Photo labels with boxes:
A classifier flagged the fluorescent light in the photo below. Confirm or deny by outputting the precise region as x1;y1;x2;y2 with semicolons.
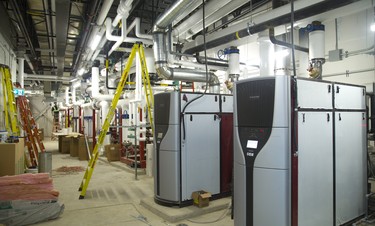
90;35;102;50
275;49;289;58
78;68;85;76
370;22;375;32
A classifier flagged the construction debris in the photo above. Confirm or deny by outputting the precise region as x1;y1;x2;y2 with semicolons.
0;173;64;226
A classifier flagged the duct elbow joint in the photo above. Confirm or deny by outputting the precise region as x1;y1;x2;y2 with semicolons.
155;63;173;80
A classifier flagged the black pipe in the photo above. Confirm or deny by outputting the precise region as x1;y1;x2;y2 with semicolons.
73;0;99;72
184;0;360;54
105;52;117;90
269;28;309;53
105;52;135;91
208;0;270;34
195;53;228;67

[Exercise requirements] Render every line of the entries above as a Markdown table with the columns "Row" and "Line," numbering each row and skipping blank lines. Leave the pictures out of the table.

[Response to the exercise]
| Row | Line |
|---|---|
| 1 | A classifier flagged the fluorescent light in the photo below. Confirm or deny by outputting the precise region as x1;y1;x2;y2 with semicolons. |
| 2 | 90;35;102;50 |
| 3 | 275;49;289;58 |
| 4 | 78;68;85;76 |
| 5 | 370;22;375;32 |
| 6 | A classifier flagged the construction debris in the photo above. Confirm or deny by outputting the precise region as x1;y1;x2;y2 with semicolons. |
| 7 | 0;173;64;226 |
| 8 | A classifier flagged the duct elbow joint in the photo above. Confirm or deny by outputting the precise region as x1;y1;x2;y2 with semicolons. |
| 9 | 155;63;173;80 |
| 10 | A classifier flagged the black pipe in the photo above. Confirm or deny by outputting the precise region as x1;y1;x2;y2 with semicolons. |
| 11 | 73;0;99;72 |
| 12 | 184;0;360;54 |
| 13 | 105;52;117;90 |
| 14 | 269;28;309;53 |
| 15 | 105;52;135;91 |
| 16 | 208;0;270;34 |
| 17 | 195;53;228;67 |